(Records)
• • • • •

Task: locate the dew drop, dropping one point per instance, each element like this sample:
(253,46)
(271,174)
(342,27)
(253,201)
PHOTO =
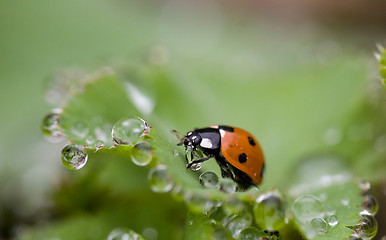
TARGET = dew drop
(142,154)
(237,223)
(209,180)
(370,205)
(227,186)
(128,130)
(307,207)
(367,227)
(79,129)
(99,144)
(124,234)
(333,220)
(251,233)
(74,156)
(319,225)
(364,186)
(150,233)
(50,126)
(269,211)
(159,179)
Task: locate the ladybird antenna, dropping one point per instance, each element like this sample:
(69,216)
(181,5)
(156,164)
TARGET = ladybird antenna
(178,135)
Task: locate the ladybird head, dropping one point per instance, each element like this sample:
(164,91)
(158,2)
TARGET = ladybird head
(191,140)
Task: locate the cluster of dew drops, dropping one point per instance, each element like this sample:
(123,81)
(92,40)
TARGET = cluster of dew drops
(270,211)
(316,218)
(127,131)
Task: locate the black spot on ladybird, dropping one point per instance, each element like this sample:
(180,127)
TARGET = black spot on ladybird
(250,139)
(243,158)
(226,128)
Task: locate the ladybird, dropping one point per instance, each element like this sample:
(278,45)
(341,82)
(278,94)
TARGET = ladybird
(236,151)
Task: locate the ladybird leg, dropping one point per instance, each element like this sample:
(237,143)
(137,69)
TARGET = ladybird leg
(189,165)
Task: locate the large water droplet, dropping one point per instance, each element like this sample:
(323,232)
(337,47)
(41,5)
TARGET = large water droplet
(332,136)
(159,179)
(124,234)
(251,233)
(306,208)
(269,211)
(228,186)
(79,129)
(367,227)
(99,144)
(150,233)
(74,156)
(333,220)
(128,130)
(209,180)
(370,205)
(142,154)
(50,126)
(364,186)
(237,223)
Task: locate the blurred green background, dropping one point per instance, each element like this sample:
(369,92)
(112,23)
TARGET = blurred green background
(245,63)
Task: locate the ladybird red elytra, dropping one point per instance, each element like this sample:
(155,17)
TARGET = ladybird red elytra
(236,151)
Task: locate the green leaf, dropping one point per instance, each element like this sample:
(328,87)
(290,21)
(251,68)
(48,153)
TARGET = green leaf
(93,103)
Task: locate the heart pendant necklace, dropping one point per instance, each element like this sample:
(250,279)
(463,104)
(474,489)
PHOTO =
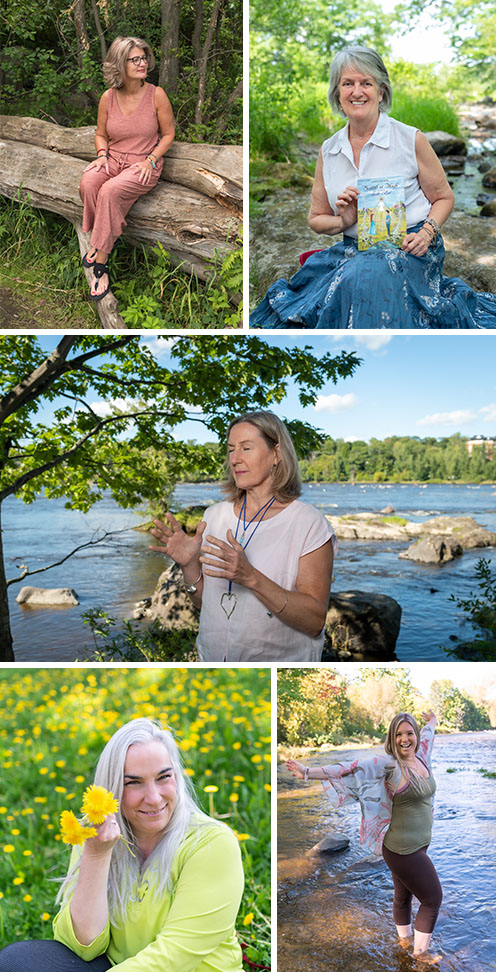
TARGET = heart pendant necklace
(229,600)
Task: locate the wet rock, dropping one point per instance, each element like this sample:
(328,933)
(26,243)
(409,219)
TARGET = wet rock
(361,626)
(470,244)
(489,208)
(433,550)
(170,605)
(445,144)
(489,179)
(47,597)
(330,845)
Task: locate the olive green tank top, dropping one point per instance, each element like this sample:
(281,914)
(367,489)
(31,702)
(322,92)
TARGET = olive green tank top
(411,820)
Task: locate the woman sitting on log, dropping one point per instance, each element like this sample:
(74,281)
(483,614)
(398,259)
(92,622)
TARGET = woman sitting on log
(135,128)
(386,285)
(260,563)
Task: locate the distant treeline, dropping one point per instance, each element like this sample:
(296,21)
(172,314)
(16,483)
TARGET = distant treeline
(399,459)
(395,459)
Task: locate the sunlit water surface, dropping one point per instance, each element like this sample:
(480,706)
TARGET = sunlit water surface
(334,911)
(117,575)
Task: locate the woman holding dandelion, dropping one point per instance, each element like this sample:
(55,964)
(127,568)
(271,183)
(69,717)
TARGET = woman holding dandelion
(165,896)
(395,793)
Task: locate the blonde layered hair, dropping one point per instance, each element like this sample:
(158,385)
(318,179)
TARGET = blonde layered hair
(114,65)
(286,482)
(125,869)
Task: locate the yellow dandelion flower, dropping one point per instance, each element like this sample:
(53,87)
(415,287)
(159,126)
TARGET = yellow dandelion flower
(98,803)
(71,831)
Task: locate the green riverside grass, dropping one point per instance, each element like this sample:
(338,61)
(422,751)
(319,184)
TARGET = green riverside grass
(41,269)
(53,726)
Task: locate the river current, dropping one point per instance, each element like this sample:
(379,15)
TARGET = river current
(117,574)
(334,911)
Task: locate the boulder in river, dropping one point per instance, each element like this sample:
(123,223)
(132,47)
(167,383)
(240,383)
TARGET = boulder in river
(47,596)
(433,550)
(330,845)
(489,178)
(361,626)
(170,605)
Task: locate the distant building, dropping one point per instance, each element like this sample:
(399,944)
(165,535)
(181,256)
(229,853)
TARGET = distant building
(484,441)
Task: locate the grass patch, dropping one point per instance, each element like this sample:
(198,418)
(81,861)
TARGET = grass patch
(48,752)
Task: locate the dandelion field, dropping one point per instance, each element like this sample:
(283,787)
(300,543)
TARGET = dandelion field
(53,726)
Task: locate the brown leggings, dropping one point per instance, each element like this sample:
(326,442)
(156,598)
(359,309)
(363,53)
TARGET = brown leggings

• • • • •

STATED PROBLEM: Rewrite the material from the line containing "Task: locate the distant building, dropping" through the end, replacing "dandelion field" with "wildflower meadow" and leaving everything else unchanged.

WRITTEN SOLUTION:
Task: locate the distant building, dropping one point per instance, each element like this sample:
(399,944)
(165,535)
(181,256)
(229,853)
TARGET = distant building
(484,441)
Task: locate the grass patch, dropping one point per instance, each element like this sample:
(198,418)
(81,861)
TARGET = grass patch
(48,752)
Task: locate the wildflower meadow, dropping one point per instance, each element like this sample:
(283,787)
(300,543)
TARGET = wildflower meadow
(53,726)
Task: locate the brown leggings, dropping one point per instance, each element like this sample:
(326,442)
(156,598)
(359,309)
(363,53)
TARGET = brown leggings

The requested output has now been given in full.